→ Problem to solve:
Copy out the forum post about an endometrioma and a tooth abscess below, word for word, from beginning to end.

→ Excerpted passage:
########################################

I can’t take it anymore!

A ❤️

I know there are worse things in the world right now and I know I could be far worse off and have something more serious but right now I am really struggling! I posted the other day about this weird painful full feeling I have been getting in my abdomen. I thought it was constipation or something and then the pain became unbearable and so I ended up in hospital. It turned out to be an endometrioma. They are unable to do anything about it at the moment. On top of this I have an abscess in my wisdom tooth and am still on my period. I am on antibiotics and painkillers. I feel terrible! I feel sick all the time, I am in so much pain with both my stomach and my tooth, I just want to cry all the time. I can barely eat and to be honest I have just had enough! I honestly don’t feel like I can take another day of feeling this unwell which is saying something as I have endometriosis!

########################################

→ Excerpted records:

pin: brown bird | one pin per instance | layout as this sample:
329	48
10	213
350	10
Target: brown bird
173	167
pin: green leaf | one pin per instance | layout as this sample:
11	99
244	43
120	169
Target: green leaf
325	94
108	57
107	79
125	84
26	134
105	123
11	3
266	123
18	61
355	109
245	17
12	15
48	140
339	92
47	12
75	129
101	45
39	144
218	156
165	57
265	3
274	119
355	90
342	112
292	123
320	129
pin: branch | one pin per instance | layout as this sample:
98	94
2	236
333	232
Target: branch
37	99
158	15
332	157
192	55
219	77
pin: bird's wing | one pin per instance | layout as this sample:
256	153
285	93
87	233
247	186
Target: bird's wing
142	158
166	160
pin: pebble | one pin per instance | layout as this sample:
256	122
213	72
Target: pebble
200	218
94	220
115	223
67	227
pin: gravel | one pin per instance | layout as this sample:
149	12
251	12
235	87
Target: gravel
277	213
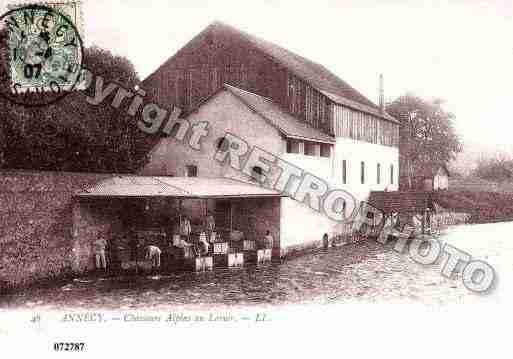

########################################

→ Task response:
I can’t take it anymore!

A ❤️

I know there are worse things in the world right now and I know I could be far worse off and have something more serious but right now I am really struggling! I posted the other day about this weird painful full feeling I have been getting in my abdomen. I thought it was constipation or something and then the pain became unbearable and so I ended up in hospital. It turned out to be an endometrioma. They are unable to do anything about it at the moment. On top of this I have an abscess in my wisdom tooth and am still on my period. I am on antibiotics and painkillers. I feel terrible! I feel sick all the time, I am in so much pain with both my stomach and my tooth, I just want to cry all the time. I can barely eat and to be honest I have just had enough! I honestly don’t feel like I can take another day of feeling this unwell which is saying something as I have endometriosis!